— Excerpted text —
# # # # #
The staggering penalty imposed on the Patriots created the perception that this was a rare and unusual occurrence, which called for a rare and unusual consequence. As we've all learned from folks like Jimmy Johnson, it wasn't.
— CBS Sportsline’s Mike Freeman, March 2008

Too often, competitive violations have gone unpunished because conclusive proof of the violation was lacking. I believe we should reconsider the standard of proof to be applied in such cases, and make it easier for a competitive violation to be established.
— NFL Commissioner Roger Goodell, March 2008 memo to NFL competition committee, as reported in The Washington Post.


Is the “Cameragate” story a one-time-only example of cheating by one hypercompetitive pro football coach? Or were the actions of Bill Belichick, on the part of the New England Patriots, part of a continuum of off-field gamesmanship, engaged in frequently by NFL head coaches?

“Cameragate” coverage so often lacks context that one could easily conclude the former: that the coach of the Patriots, in flagrant violation of a clearly-worded league rule and a subsequent memo, simply banked on never getting caught, or arrogantly flaunted his own aberrant behavior, in the belief that he was above prosecution.

In the FRAMe fact-sheet ‘ “Offseason Memo” Was in 2006, Not 2007,’ we demonstrate that at least two teams from the Patriots’ own division skirted the edges of the league memo between its 2006 release, and the Patriots’ 2007 infraction. One of those two teams was the New York Jets, the very organization that alerted the league to the Patriots videotaping practices. Tellingly, Commissioner Roger Goodell, in declining action against the Jets’ own 2006 actions, makes the point that the Patriots did not come forward with a complaint against the Jets.
But gamesmanship – or cheating, if one prefers – in the NFL did not begin in 2007, with the “Cameragate” scandal, nor with the Dolphins’ and Jets’ own videotape mis-steps of 2006, nor with the League’s 2006 offseason memo, nor with the thus-far uncorroborated complaint that the Patriots taped the Rams’ walk-through prior to Super Bowl XXXVI.
Spying in the NFL was a well-established art by the time one Lee Grosscup wrote an August 1967 Sport magazine article, “Spying in Pro Football.” Grosscup – himself a former quarterback (and spy) – writes:
In addition to interrogating former players, other football espionage techniques include:
Watching practices. . . (Usually requires binoculars, sometimes a love of tree climbing.)
Stealing notebooks. . . (One AFL coach, whose autobiography will no doubt be called "The Collector," has allegedly collected a notebook from every other team in the. league.)
# # # # #
— Stated exercise —
In the excerpt about NFL spying, rewrite the paragraph that begins "In the FRAMe fact-sheet" as a short bulleted list that keeps its main facts.

— Given material —
# # # # #
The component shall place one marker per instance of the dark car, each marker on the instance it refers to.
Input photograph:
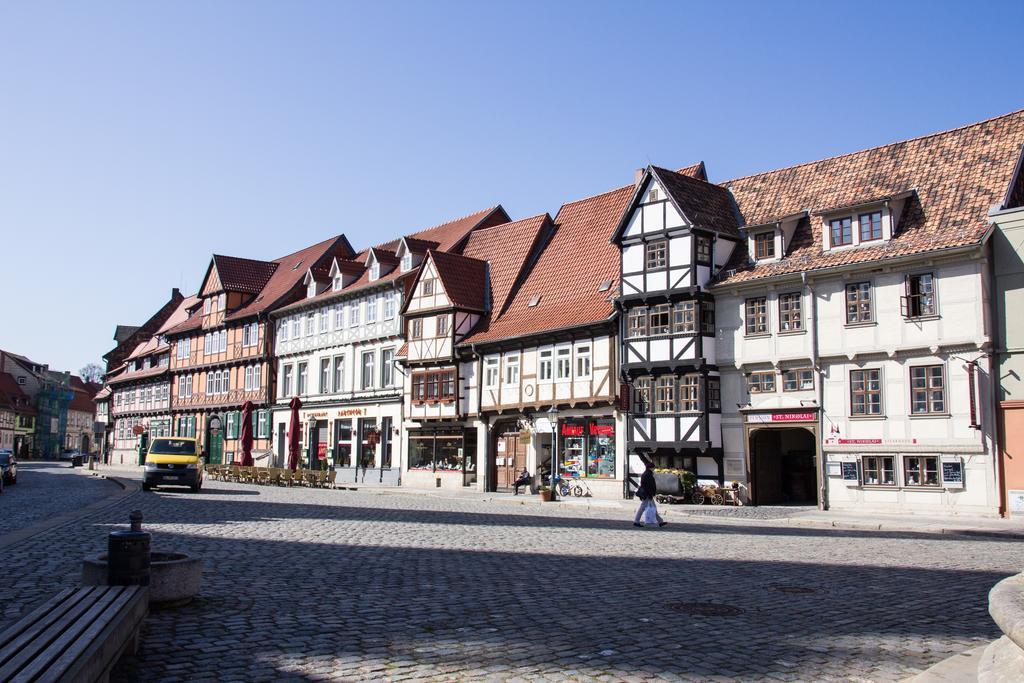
# # # # #
— Solution for this task —
- The FRAMe fact-sheet "'Offseason Memo' Was in 2006, Not 2007" shows that at least two teams from the Patriots' division skirted the edges of the league memo between its 2006 release and the Patriots' 2007 infraction.
- One of those teams was the New York Jets, the organization that alerted the league to the Patriots videotaping practices.
- Commissioner Roger Goodell declined to act on the Jets' 2006 actions and noted that the Patriots did not come forward with a complaint against the Jets.